Saved entries:
※ ※ ※
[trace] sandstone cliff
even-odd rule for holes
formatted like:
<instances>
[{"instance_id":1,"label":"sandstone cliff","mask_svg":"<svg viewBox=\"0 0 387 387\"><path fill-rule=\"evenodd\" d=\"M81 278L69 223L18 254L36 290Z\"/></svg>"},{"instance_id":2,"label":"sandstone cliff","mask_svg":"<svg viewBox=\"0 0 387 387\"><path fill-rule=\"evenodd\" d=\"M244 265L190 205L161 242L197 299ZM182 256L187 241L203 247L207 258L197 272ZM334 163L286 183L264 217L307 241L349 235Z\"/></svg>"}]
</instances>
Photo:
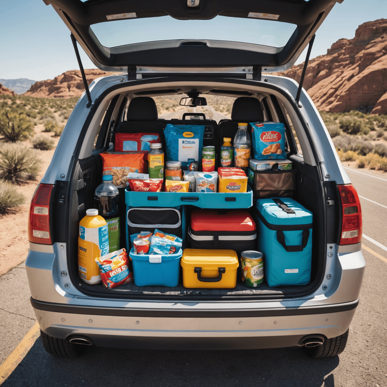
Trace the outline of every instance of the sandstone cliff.
<instances>
[{"instance_id":1,"label":"sandstone cliff","mask_svg":"<svg viewBox=\"0 0 387 387\"><path fill-rule=\"evenodd\" d=\"M14 96L16 94L15 92L12 90L10 90L8 87L6 87L5 86L3 86L0 83L0 94L6 94L9 96Z\"/></svg>"},{"instance_id":2,"label":"sandstone cliff","mask_svg":"<svg viewBox=\"0 0 387 387\"><path fill-rule=\"evenodd\" d=\"M303 66L277 74L299 82ZM310 60L303 87L319 110L387 114L387 19L361 24L353 39Z\"/></svg>"},{"instance_id":3,"label":"sandstone cliff","mask_svg":"<svg viewBox=\"0 0 387 387\"><path fill-rule=\"evenodd\" d=\"M106 72L96 68L85 70L89 85L96 78L113 74L115 73ZM84 90L80 71L70 70L55 77L53 79L35 82L23 95L33 97L67 98L79 96Z\"/></svg>"}]
</instances>

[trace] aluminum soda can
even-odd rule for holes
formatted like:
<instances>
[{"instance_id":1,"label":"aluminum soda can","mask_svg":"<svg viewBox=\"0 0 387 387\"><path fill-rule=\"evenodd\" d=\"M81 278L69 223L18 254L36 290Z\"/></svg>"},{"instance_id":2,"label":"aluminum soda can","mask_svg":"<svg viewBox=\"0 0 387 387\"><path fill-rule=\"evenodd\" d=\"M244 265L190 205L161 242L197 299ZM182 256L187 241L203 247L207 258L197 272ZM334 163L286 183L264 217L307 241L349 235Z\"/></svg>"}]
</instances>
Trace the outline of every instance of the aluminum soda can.
<instances>
[{"instance_id":1,"label":"aluminum soda can","mask_svg":"<svg viewBox=\"0 0 387 387\"><path fill-rule=\"evenodd\" d=\"M260 251L246 250L241 253L242 283L248 288L258 288L264 281L263 254Z\"/></svg>"}]
</instances>

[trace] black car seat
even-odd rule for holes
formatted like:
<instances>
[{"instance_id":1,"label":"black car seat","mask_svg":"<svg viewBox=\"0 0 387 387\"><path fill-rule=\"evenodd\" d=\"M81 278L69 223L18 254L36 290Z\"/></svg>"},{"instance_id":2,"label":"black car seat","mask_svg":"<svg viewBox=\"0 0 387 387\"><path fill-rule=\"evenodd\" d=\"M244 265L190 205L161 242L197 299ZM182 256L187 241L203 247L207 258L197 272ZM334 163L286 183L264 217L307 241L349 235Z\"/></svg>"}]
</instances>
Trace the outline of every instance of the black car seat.
<instances>
[{"instance_id":1,"label":"black car seat","mask_svg":"<svg viewBox=\"0 0 387 387\"><path fill-rule=\"evenodd\" d=\"M157 107L152 98L136 97L129 103L126 120L118 124L116 133L158 133L165 152L164 129L166 123L158 120L158 116Z\"/></svg>"},{"instance_id":2,"label":"black car seat","mask_svg":"<svg viewBox=\"0 0 387 387\"><path fill-rule=\"evenodd\" d=\"M233 144L234 137L238 129L238 122L256 122L265 120L261 103L259 99L252 97L240 97L234 101L231 112L231 120L222 120L218 124L219 141L217 147L219 154L220 147L225 137L231 137L231 143ZM251 127L248 128L251 137Z\"/></svg>"}]
</instances>

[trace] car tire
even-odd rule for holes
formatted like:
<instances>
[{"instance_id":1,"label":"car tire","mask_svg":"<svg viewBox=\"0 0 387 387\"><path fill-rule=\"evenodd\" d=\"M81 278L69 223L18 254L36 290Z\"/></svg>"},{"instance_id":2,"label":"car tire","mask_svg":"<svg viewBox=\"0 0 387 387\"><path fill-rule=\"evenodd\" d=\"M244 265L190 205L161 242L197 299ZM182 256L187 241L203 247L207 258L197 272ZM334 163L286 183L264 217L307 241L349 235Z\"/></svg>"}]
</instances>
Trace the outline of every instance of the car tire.
<instances>
[{"instance_id":1,"label":"car tire","mask_svg":"<svg viewBox=\"0 0 387 387\"><path fill-rule=\"evenodd\" d=\"M68 340L53 337L41 330L40 338L45 349L50 354L59 358L77 358L82 356L86 346L73 344Z\"/></svg>"},{"instance_id":2,"label":"car tire","mask_svg":"<svg viewBox=\"0 0 387 387\"><path fill-rule=\"evenodd\" d=\"M317 347L304 347L304 350L311 358L329 358L339 355L345 349L349 331L348 329L340 336L327 339L324 344Z\"/></svg>"}]
</instances>

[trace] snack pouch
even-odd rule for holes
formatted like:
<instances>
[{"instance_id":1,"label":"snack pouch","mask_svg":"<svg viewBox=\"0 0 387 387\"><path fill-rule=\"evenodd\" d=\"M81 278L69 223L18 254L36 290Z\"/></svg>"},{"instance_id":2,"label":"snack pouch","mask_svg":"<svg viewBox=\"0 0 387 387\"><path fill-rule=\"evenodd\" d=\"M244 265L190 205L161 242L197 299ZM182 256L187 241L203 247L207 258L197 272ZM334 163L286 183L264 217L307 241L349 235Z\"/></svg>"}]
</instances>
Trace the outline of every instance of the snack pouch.
<instances>
[{"instance_id":1,"label":"snack pouch","mask_svg":"<svg viewBox=\"0 0 387 387\"><path fill-rule=\"evenodd\" d=\"M189 182L165 180L165 190L167 192L187 192L189 186Z\"/></svg>"},{"instance_id":2,"label":"snack pouch","mask_svg":"<svg viewBox=\"0 0 387 387\"><path fill-rule=\"evenodd\" d=\"M179 250L182 245L182 243L180 242L161 238L159 236L153 236L151 242L149 253L164 255L175 254Z\"/></svg>"},{"instance_id":3,"label":"snack pouch","mask_svg":"<svg viewBox=\"0 0 387 387\"><path fill-rule=\"evenodd\" d=\"M117 152L150 151L150 144L161 142L158 133L116 133L115 141Z\"/></svg>"},{"instance_id":4,"label":"snack pouch","mask_svg":"<svg viewBox=\"0 0 387 387\"><path fill-rule=\"evenodd\" d=\"M102 159L102 173L111 175L111 182L117 188L126 187L131 172L142 173L144 171L144 153L136 152L124 154L104 152L100 154Z\"/></svg>"},{"instance_id":5,"label":"snack pouch","mask_svg":"<svg viewBox=\"0 0 387 387\"><path fill-rule=\"evenodd\" d=\"M183 178L185 181L190 182L190 186L188 188L189 192L195 192L195 181L196 179L195 174L195 172L192 171L183 171Z\"/></svg>"},{"instance_id":6,"label":"snack pouch","mask_svg":"<svg viewBox=\"0 0 387 387\"><path fill-rule=\"evenodd\" d=\"M110 253L95 260L101 272L104 288L111 289L133 281L125 249Z\"/></svg>"},{"instance_id":7,"label":"snack pouch","mask_svg":"<svg viewBox=\"0 0 387 387\"><path fill-rule=\"evenodd\" d=\"M181 161L188 165L188 159L199 160L202 157L204 125L173 125L169 123L164 130L168 161Z\"/></svg>"},{"instance_id":8,"label":"snack pouch","mask_svg":"<svg viewBox=\"0 0 387 387\"><path fill-rule=\"evenodd\" d=\"M285 127L280 122L250 122L254 158L257 160L286 159Z\"/></svg>"},{"instance_id":9,"label":"snack pouch","mask_svg":"<svg viewBox=\"0 0 387 387\"><path fill-rule=\"evenodd\" d=\"M217 185L217 172L197 172L196 191L197 192L216 192Z\"/></svg>"},{"instance_id":10,"label":"snack pouch","mask_svg":"<svg viewBox=\"0 0 387 387\"><path fill-rule=\"evenodd\" d=\"M174 235L173 234L168 234L168 233L164 233L163 231L160 231L157 228L154 230L153 235L155 236L158 236L161 238L164 238L164 239L168 239L172 241L179 242L180 243L183 243L183 240Z\"/></svg>"},{"instance_id":11,"label":"snack pouch","mask_svg":"<svg viewBox=\"0 0 387 387\"><path fill-rule=\"evenodd\" d=\"M132 191L140 192L159 192L163 179L129 179L128 182Z\"/></svg>"}]
</instances>

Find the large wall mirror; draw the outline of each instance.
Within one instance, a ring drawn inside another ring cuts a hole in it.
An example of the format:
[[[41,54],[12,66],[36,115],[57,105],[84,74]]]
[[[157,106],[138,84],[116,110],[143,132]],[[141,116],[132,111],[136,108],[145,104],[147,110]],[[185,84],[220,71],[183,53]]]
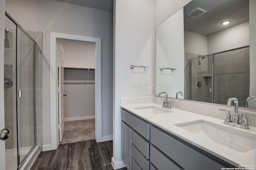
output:
[[[192,0],[157,26],[156,95],[221,104],[236,97],[246,107],[256,96],[250,2]]]

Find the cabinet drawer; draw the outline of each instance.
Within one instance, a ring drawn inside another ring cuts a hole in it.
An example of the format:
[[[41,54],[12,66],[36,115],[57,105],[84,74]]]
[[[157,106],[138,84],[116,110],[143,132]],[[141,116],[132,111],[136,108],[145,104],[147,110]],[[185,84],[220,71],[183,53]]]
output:
[[[140,166],[133,158],[132,158],[132,170],[141,170],[141,168],[140,168]]]
[[[172,160],[150,145],[150,162],[159,170],[179,170],[183,169]]]
[[[147,140],[149,140],[149,123],[134,116],[127,111],[121,110],[122,119]]]
[[[149,160],[146,159],[133,145],[132,145],[132,158],[141,169],[149,170]]]
[[[150,163],[150,170],[157,170],[157,169],[153,166],[152,164]]]
[[[121,122],[122,160],[127,170],[132,167],[132,129],[125,123]]]
[[[149,143],[143,139],[139,134],[132,131],[132,143],[145,157],[149,159]]]
[[[208,170],[215,170],[224,167],[210,157],[152,126],[150,138],[152,144],[185,169],[202,169],[202,167],[207,167]],[[150,160],[152,154],[150,150]],[[153,164],[154,165],[154,162]]]

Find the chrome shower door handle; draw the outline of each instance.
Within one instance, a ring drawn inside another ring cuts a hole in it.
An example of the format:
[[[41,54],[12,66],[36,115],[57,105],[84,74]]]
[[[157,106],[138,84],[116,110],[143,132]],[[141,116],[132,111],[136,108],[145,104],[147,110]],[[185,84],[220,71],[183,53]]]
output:
[[[0,132],[0,139],[2,141],[6,140],[10,135],[10,131],[8,129],[3,129]]]

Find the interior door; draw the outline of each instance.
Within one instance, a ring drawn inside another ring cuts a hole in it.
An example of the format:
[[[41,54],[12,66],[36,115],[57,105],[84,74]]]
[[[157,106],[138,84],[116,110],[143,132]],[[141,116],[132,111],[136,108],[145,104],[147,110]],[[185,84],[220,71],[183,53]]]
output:
[[[58,41],[58,92],[59,98],[59,136],[60,142],[62,141],[64,133],[64,51],[61,42]]]

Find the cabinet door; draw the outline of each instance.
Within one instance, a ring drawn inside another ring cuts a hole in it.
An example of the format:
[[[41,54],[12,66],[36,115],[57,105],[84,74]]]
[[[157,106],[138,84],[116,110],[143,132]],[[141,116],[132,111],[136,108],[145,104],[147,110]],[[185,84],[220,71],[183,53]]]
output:
[[[122,160],[128,170],[132,169],[132,130],[131,127],[122,121]]]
※ ※ ※
Brief:
Copy the lines of the entries above verbatim, from the line with "Find the cabinet door;" up to and including the last line of the entries.

Answer to the exercise:
Find the cabinet door; draw the outline of each instance.
Within one instance, a ring drawn inside another ring cuts a hole in it.
An example of the format:
[[[41,54],[12,66],[36,115],[57,105],[84,74]]]
[[[157,106],[138,84],[116,110],[143,132]],[[141,116],[132,111],[136,108],[145,104],[147,110]],[[185,84],[220,71],[183,53]]]
output:
[[[122,160],[128,170],[132,169],[132,130],[131,127],[122,121]]]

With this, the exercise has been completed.